* **GIVEN REQUEST**
Can you render every line of the records below as a numbered list, dropping any blank lines and leaving the pictures out?

--- START OF EXCERPTED DATA ---

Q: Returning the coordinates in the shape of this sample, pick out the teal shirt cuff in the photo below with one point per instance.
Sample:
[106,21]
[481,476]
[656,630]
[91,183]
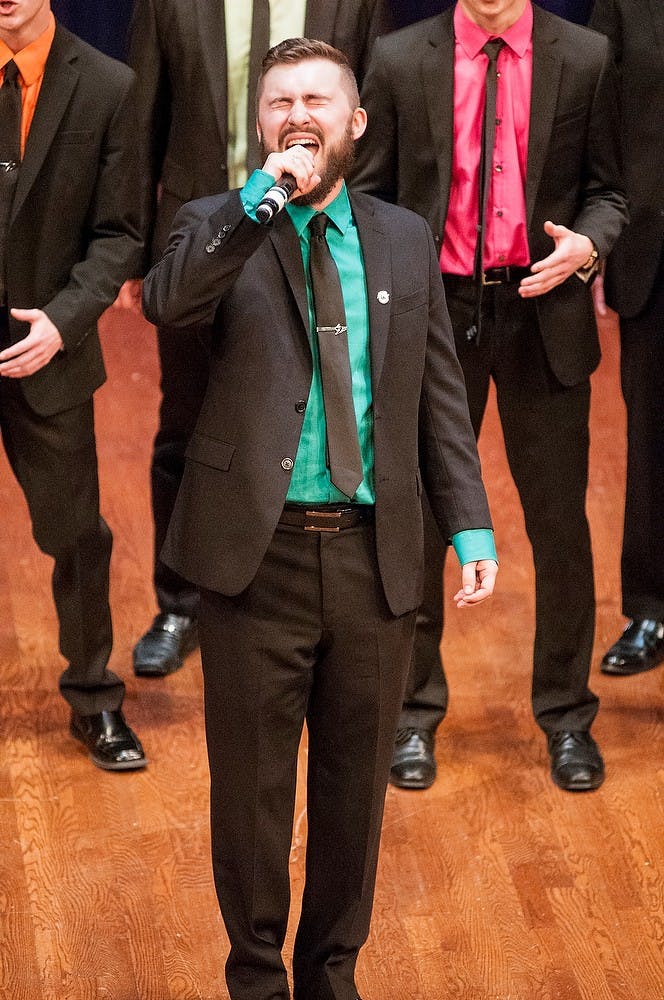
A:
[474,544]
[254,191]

--- END OF EXCERPTED DATA ---

* **EXPECTED ANSWER**
1. Q: Returning the coordinates in the shape of this sample, pick out the teal shirt cuff in the photo below with one point per instance.
2. Sample:
3. [106,21]
4. [481,476]
5. [656,630]
6. [91,183]
7. A:
8. [474,544]
9. [254,191]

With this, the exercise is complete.